Please write out the lines word for word, from the first line through the line that contains "[[[451,0],[444,100],[444,144],[470,163],[478,0]]]", and omit the pictures.

═══ DATA ENTRIES ═══

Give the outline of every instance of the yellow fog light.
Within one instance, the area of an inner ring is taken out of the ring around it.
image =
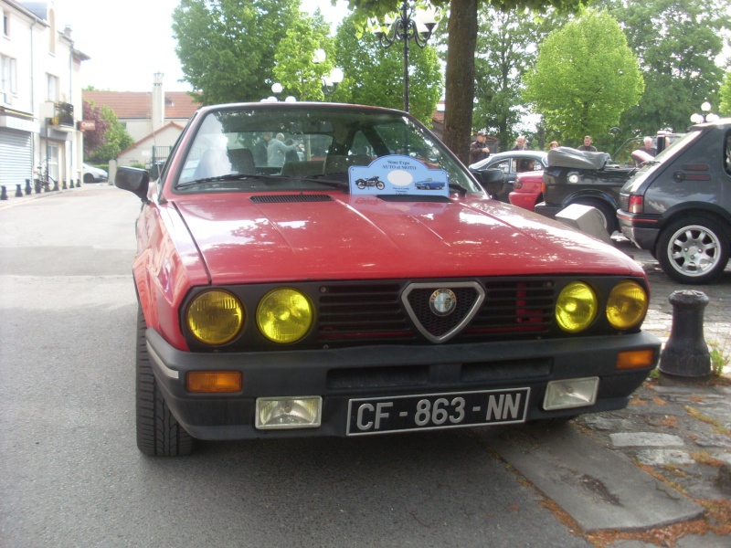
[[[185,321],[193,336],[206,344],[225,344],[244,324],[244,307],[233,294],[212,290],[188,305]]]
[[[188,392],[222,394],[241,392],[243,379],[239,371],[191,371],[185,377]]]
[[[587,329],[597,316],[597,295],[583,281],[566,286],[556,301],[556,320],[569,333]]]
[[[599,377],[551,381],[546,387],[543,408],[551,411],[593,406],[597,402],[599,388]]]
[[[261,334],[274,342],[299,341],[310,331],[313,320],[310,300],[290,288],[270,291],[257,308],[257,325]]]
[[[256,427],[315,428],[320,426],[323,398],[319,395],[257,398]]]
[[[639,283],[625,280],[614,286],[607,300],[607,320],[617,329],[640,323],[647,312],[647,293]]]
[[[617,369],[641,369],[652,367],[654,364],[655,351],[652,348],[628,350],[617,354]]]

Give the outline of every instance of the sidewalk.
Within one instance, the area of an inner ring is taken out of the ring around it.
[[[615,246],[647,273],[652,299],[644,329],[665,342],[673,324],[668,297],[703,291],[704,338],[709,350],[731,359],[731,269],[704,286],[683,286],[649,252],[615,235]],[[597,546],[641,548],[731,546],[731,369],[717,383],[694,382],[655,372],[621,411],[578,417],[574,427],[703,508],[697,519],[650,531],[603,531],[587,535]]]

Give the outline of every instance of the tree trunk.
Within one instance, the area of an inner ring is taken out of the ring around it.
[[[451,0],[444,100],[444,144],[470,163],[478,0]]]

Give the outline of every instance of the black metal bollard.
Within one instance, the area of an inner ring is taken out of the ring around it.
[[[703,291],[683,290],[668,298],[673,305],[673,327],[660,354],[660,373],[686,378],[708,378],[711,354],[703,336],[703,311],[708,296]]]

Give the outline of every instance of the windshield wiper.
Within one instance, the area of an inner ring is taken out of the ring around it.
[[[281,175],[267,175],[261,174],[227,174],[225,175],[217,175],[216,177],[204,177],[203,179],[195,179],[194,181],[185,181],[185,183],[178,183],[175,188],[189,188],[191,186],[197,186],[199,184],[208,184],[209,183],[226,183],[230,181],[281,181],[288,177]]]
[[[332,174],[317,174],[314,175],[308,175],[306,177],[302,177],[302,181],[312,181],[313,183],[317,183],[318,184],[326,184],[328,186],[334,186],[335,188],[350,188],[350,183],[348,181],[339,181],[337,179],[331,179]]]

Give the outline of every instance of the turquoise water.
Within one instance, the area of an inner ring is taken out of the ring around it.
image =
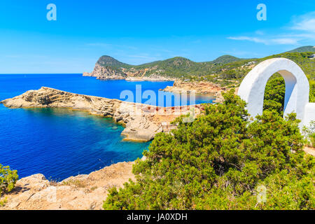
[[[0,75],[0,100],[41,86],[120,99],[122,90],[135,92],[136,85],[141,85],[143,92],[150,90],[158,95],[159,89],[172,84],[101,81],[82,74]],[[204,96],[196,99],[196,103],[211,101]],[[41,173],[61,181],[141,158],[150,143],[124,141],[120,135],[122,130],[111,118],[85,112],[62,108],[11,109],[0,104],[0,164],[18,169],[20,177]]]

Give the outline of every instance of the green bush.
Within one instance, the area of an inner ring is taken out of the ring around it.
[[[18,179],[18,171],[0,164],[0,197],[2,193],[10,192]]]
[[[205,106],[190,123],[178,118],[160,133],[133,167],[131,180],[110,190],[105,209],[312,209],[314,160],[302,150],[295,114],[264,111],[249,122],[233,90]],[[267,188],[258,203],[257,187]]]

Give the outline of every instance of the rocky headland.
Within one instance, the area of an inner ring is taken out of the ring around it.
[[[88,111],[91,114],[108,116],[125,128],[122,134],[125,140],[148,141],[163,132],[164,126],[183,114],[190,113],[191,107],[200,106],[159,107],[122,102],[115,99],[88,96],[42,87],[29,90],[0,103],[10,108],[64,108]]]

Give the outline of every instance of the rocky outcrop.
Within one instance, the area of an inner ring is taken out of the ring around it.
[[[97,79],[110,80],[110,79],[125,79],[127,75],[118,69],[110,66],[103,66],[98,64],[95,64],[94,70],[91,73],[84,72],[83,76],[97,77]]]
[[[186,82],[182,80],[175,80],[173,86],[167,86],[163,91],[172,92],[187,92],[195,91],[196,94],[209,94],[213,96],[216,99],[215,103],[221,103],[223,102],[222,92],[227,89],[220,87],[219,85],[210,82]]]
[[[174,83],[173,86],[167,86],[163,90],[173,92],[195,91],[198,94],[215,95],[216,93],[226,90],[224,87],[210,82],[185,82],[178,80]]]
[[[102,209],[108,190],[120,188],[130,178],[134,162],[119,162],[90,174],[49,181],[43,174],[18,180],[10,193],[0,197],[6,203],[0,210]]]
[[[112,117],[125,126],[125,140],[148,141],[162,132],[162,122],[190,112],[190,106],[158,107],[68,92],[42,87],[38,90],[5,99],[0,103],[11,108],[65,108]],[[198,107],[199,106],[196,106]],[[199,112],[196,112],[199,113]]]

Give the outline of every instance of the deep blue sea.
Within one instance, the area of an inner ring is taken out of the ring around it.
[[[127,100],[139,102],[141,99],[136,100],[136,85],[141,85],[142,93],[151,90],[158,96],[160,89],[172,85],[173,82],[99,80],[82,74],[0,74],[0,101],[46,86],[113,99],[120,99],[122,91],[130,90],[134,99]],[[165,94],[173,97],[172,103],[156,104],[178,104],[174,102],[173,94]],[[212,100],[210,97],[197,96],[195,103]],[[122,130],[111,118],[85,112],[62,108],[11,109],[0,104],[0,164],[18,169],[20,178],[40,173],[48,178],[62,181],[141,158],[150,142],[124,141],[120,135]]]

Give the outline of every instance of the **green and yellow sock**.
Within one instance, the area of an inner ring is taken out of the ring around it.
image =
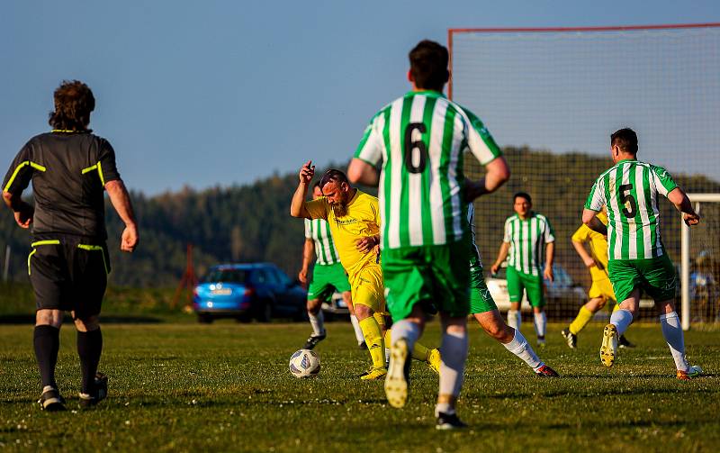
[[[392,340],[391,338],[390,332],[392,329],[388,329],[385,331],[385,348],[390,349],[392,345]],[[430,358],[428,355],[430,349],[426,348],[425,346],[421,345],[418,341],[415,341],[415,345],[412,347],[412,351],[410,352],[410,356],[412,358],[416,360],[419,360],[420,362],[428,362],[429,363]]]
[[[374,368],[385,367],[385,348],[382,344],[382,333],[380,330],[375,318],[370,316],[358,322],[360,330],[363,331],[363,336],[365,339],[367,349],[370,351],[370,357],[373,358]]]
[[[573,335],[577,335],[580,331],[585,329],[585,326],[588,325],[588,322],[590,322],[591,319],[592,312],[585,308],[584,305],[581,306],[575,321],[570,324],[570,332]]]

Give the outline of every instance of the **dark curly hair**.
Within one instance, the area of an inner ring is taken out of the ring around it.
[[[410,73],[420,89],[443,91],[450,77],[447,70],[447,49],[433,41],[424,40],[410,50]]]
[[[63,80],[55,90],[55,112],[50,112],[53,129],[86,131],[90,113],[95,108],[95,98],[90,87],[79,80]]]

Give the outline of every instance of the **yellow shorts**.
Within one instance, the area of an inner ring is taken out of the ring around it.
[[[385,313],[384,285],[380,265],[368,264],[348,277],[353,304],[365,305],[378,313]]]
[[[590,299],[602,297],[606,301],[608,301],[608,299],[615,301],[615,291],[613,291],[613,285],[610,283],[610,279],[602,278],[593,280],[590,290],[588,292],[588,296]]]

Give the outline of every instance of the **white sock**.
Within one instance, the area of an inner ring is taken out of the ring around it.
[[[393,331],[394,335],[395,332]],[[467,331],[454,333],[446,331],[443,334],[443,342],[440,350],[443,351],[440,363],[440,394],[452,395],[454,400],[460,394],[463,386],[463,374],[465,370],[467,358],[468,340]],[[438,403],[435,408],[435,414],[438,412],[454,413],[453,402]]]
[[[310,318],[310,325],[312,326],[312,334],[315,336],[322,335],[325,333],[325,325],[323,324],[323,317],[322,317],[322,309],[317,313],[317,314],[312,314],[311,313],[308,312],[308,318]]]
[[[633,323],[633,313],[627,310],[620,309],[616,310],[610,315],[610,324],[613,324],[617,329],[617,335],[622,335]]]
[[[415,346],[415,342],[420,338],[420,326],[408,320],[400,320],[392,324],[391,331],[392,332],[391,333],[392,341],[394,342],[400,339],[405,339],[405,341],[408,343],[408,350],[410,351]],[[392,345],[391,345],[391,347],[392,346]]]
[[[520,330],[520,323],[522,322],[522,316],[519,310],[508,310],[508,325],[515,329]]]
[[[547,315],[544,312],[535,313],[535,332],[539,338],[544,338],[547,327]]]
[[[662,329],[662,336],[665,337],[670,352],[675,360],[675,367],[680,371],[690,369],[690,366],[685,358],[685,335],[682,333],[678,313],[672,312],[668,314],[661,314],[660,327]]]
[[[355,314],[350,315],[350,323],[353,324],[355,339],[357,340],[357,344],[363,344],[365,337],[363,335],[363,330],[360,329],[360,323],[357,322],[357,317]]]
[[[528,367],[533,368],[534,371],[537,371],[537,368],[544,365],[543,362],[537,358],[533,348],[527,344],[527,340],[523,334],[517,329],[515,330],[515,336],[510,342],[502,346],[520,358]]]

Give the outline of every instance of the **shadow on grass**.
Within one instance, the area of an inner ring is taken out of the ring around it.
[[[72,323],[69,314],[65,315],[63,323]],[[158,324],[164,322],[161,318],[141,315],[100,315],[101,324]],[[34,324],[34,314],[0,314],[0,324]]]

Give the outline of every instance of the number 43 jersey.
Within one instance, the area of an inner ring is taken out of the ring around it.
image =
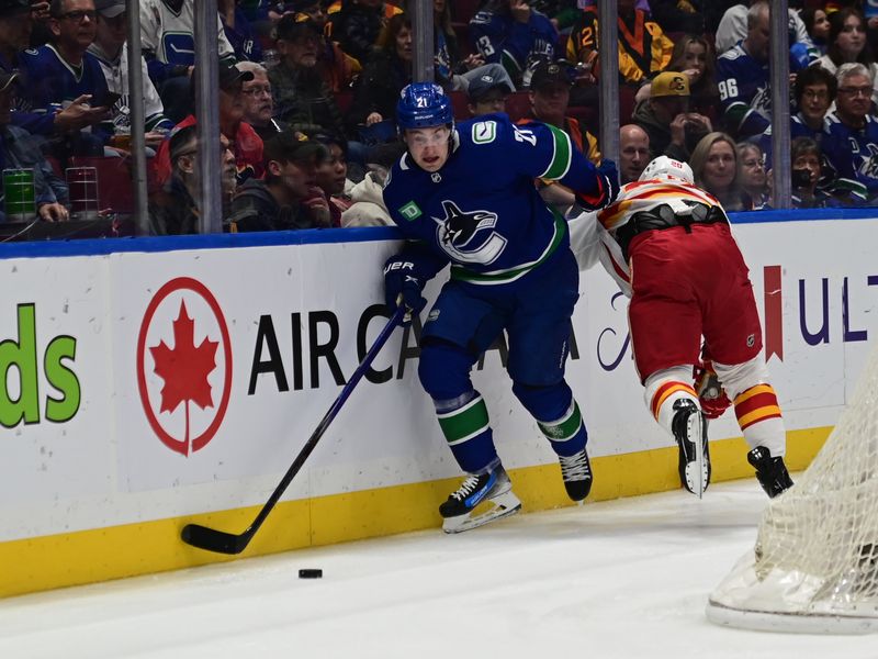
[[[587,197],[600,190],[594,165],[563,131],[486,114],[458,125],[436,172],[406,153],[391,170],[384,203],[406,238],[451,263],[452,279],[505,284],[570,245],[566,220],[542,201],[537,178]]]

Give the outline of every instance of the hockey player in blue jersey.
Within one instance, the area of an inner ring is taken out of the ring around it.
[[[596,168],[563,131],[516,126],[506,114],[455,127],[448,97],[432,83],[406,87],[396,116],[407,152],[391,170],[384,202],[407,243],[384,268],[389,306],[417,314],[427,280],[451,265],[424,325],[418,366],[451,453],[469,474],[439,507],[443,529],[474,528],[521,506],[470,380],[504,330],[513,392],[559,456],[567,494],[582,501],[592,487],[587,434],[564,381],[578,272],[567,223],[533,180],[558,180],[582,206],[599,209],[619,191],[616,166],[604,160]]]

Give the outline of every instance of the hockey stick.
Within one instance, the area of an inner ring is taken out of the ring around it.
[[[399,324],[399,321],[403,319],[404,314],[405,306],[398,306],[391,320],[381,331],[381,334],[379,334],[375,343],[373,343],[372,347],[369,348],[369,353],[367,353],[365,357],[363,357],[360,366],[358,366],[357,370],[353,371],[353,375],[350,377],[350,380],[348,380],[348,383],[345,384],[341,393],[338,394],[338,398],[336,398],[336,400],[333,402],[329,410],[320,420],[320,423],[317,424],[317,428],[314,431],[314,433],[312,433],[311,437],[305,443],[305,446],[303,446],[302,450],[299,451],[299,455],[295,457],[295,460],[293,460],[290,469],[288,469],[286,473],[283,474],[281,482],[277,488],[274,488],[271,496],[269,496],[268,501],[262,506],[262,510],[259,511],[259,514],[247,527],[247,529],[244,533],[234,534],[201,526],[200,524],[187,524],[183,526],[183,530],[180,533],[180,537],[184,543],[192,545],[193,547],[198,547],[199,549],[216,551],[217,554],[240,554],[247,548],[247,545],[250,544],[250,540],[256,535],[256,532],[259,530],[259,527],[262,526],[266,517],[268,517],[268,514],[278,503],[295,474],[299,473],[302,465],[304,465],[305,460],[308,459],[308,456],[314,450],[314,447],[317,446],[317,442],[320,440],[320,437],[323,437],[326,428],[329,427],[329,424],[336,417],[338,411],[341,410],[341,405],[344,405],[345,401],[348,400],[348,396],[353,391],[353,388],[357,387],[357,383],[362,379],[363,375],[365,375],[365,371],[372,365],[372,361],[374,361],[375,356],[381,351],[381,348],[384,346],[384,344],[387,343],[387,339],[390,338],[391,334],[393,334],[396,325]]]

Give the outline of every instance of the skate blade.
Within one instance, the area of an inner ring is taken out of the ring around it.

═══

— EXERCISE RESULT —
Give the outline of every instance of the yellow fog light.
Within one instance, the area of an inner ring is taken out of the ring around it.
image =
[[[185,321],[193,336],[206,344],[225,344],[244,324],[244,307],[233,294],[212,290],[188,305]]]
[[[188,392],[222,394],[241,392],[243,379],[239,371],[191,371],[185,377]]]
[[[587,329],[597,316],[597,295],[583,281],[566,286],[556,301],[556,320],[569,333]]]
[[[599,377],[551,381],[546,387],[543,408],[551,411],[593,406],[597,402],[599,388]]]
[[[261,334],[274,342],[299,341],[310,331],[313,320],[310,300],[290,288],[270,291],[257,308],[257,325]]]
[[[256,427],[315,428],[320,426],[323,398],[319,395],[257,398]]]
[[[639,283],[625,280],[614,286],[607,300],[607,320],[617,329],[640,323],[647,312],[647,293]]]
[[[617,369],[641,369],[652,367],[654,364],[655,351],[652,348],[628,350],[617,354]]]

Give the outline of every instance of the sidewalk.
Within one instance, the area of an inner ring is taken out of the ring around it.
[[[615,246],[647,273],[652,299],[644,329],[665,342],[673,324],[668,297],[703,291],[704,338],[709,350],[731,359],[731,269],[704,286],[683,286],[649,252],[615,235]],[[597,546],[641,548],[731,546],[731,369],[717,383],[694,382],[655,372],[621,411],[578,417],[574,427],[703,508],[697,519],[650,531],[603,531],[587,535]]]

Give the outline of every instance of the tree trunk.
Within one instance, the area of an inner ring is taken out of the ring around it.
[[[451,0],[444,100],[444,144],[470,163],[478,0]]]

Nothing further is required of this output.